### 課題 1
エントリのうち「suit」という文字列を含む行を数え、その行数だけを答えてください。大文字と小文字は区別します。

### 掲載文
#SDGsを知る

育児休業制度とは?育児休暇と育児休業の違い、法改正のポイントも

イメージ画像

イクメンという言葉が広く言われるようになってから大分経ちますが、まだ仕事と家庭の両立に悩む若い夫婦や、キャリア形成に悩む女性の姿、育児休暇をとることを躊躇する男性が多いことも現実です。

子育ては、母親にも父親にも大事なプロジェクトです。育児休業制度について最新の情報を整理し、社会全体の成長につながる有効利用について、一緒に学んでいきましょう。

育児休業制度とは

育児休業制度とは、育児・介護休業法 ※ に基づいて定められた、原則1歳未満(最長2歳まで)の子どもを養育するための休業制度です。

育児・介護休業法

正式名は「育児休業、介護休業等育児又は家族介護を行う労働者の福祉に関する法律」。仕事と家庭生活の両立を支援することを通して福祉の増進を図り、あわせて経済・社会の発展を目指すことを目的として平成3年に制定され翌4年に施行、その後何回か改正を加えられ今に至っている。

対象者

育児休業制度では、子育て中の男女労働者が対象となっています。

日雇い労働者を除き、有期雇用労働者(パート、派遣、契約社員など雇用期間に定めがある労働者)も一定の条件 ※ を満たせば取得することができます。

※ 「一定の条件」:子どもが1歳6か月までの間に契約が終了することが明らかでないこと。

ただし、例外的に労使協定の定めによって会社は育休の申し出を断ることができます。

「雇用された期間が1年未満」や「週の労働日数が所定以下」などが労使協定に持ち込まれている場合です。

労使協定は、従業員や組合と会社が話し合って決めたルールです。自分の所属する会社にそのようなルールがあるか確認する必要があります。

引用:Ⅱ-1 育児休業制度 Ⅱ-1-1 育児休業の対象となる労働者

期間

1歳未満の子ども1人につき原則として2回まで取得することができます。

1歳を過ぎても、保育所に入所できないなどの事情があれば、最長2歳になるまで延長することができます。開始日もかなり柔軟に設定出来るようになり、夫婦で交代してとることもできます。

しかし「仕事と家庭を両立させる」にはその後も支援が必要です。最新の改正(令和3年)では、

  • 産後パパ育休
  • パパ・ママ育休プラス
  • 子の看護休暇

などが、基法を補完する形で盛り込まれています。その内容についてこれから分かりやすくまとめていきます。

その前に、育児休暇育児休業の違いについて押さえておきましょう。

育児休暇と育児休業の違い

「休暇」と「休業」は字面も似ていて、同じように使われることもありますが、育児休暇と育児休業は、どのように違うのでしょうか。

休暇と休業

一般的に「休暇」とは、学校や官庁・会社などの日曜や祝日以外の休みを言う場合が多く幅の広いものです。「休業」は業務に就くことを免除または禁止することを意味し、多くは法律の規定を根拠とします。

会社か法か

育児休暇育児休業もどちらも育児支援を目的とした制度ですが、大きな違いは、育児休暇は「会社の制度」で、育児休業は「国が法律で定めた公的制度」という点です。

### 課題 2
上の育児休業制度に関する文章で、令和3年の改正に盛り込まれたものとして箇条書きで挙げられている制度をすべて書き出してください。

[データセットのエントリ]
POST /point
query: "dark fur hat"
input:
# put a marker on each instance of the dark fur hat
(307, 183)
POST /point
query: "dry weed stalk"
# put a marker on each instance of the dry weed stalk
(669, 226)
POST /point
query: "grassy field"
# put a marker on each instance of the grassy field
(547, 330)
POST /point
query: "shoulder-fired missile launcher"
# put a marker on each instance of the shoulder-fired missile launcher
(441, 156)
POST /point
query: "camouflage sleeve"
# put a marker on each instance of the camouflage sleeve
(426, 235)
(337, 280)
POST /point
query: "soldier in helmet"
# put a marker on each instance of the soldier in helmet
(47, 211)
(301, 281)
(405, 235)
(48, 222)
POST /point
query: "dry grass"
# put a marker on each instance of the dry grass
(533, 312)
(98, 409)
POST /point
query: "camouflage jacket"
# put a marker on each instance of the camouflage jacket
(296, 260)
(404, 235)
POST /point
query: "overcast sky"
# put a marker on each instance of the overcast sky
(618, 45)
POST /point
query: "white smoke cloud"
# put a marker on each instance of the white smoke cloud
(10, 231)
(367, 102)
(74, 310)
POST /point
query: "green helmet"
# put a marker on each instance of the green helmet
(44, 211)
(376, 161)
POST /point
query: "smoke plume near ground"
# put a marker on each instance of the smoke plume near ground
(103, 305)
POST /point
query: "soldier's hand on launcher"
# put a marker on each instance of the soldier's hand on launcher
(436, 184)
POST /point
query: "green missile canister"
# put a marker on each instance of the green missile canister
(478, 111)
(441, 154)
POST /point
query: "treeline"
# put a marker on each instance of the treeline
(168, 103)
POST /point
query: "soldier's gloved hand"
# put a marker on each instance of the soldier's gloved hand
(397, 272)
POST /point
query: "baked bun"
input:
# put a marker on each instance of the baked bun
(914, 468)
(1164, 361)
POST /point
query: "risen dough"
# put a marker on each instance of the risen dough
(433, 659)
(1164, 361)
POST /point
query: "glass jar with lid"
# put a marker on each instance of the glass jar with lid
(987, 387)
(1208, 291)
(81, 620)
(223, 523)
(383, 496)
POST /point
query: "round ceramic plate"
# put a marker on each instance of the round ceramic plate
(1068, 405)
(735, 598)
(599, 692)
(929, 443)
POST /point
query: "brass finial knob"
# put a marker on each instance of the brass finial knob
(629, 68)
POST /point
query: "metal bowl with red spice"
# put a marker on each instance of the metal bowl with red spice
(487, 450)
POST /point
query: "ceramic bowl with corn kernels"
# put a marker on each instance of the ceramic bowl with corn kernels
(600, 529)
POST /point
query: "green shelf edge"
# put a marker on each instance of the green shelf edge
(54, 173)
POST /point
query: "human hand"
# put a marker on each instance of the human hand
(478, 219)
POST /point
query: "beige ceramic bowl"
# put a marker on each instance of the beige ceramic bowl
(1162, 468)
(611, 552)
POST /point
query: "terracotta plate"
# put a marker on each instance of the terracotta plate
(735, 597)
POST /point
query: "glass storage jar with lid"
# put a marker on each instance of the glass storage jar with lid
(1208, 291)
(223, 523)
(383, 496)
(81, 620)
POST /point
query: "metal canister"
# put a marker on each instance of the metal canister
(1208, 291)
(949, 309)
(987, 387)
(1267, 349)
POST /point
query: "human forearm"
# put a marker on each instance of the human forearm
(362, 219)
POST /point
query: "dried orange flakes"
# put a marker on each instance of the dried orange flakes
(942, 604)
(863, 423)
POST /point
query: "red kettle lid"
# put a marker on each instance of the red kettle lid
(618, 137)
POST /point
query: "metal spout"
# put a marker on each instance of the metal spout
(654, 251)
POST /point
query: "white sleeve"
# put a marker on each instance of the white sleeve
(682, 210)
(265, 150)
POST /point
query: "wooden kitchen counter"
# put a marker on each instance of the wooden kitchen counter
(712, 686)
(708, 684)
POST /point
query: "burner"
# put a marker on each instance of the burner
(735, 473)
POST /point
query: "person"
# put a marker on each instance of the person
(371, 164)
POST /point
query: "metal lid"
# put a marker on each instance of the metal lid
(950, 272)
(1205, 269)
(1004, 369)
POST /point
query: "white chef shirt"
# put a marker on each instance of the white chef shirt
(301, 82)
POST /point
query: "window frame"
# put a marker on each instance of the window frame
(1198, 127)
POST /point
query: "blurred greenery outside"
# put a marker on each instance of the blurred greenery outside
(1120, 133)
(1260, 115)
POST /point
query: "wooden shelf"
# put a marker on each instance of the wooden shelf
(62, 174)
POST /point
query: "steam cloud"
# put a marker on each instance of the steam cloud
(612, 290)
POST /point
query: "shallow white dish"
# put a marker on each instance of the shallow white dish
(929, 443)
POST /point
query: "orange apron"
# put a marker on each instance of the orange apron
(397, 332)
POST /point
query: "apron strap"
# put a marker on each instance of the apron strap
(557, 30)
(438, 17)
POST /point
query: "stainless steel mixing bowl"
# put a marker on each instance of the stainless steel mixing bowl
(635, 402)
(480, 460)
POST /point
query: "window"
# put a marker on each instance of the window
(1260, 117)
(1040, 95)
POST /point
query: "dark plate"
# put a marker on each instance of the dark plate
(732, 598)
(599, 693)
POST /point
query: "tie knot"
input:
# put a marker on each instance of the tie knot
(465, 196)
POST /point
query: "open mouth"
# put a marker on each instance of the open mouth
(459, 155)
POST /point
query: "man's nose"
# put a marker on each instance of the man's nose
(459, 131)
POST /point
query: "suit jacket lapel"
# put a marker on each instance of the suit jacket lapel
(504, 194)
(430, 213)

### 回答 1
2

### 回答 2
産後パパ育休
パパ・ママ育休プラス
子の看護休暇